--- WRITTEN PROBLEM ---
Can you reproduce word for word the lines of the material below, starting with the line that contains "of the white" and continuing through the end of the material, both ends included?

(Entries taken from a collection)
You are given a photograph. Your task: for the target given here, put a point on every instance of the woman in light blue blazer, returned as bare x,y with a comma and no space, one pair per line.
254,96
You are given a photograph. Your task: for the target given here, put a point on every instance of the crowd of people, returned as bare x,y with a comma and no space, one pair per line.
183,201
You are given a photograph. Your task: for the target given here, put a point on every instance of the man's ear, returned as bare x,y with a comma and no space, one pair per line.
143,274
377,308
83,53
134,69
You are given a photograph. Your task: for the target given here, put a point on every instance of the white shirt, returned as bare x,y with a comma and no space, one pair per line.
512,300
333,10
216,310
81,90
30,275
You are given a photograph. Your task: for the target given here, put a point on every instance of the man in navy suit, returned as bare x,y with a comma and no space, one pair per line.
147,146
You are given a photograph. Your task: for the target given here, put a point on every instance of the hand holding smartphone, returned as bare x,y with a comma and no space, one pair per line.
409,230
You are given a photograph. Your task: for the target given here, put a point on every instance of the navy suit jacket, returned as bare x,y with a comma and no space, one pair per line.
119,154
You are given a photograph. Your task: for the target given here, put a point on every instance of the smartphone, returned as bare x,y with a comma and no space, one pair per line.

--- TASK SOLUTION ---
You are given a photograph. Your task: for the target given here, put a point on every instance of the white shirt, returned as bare x,y with a comma and no space, one pair per line.
512,300
333,10
216,310
81,90
30,275
You are given a photograph. Your task: for the target given here, put a point on every instance of the man in navy suit, returned as bare x,y with a comma and no space, one pair per line.
147,146
You are given a photograph. Your task: for the target given here, put a point on every instance of the hand holding smartphone, returned as bare x,y with a comma and no space, one pair per line.
409,230
You are given a photograph. Your task: for the target given here, put a point on every instance of the navy suit jacket, returned as bare x,y with a comma and no space, one pair per line.
119,154
You are given a photograph. Your task: for the target given here, put a point on every instance of the smartphone, returned as bare x,y with a comma and no space, one pair per line.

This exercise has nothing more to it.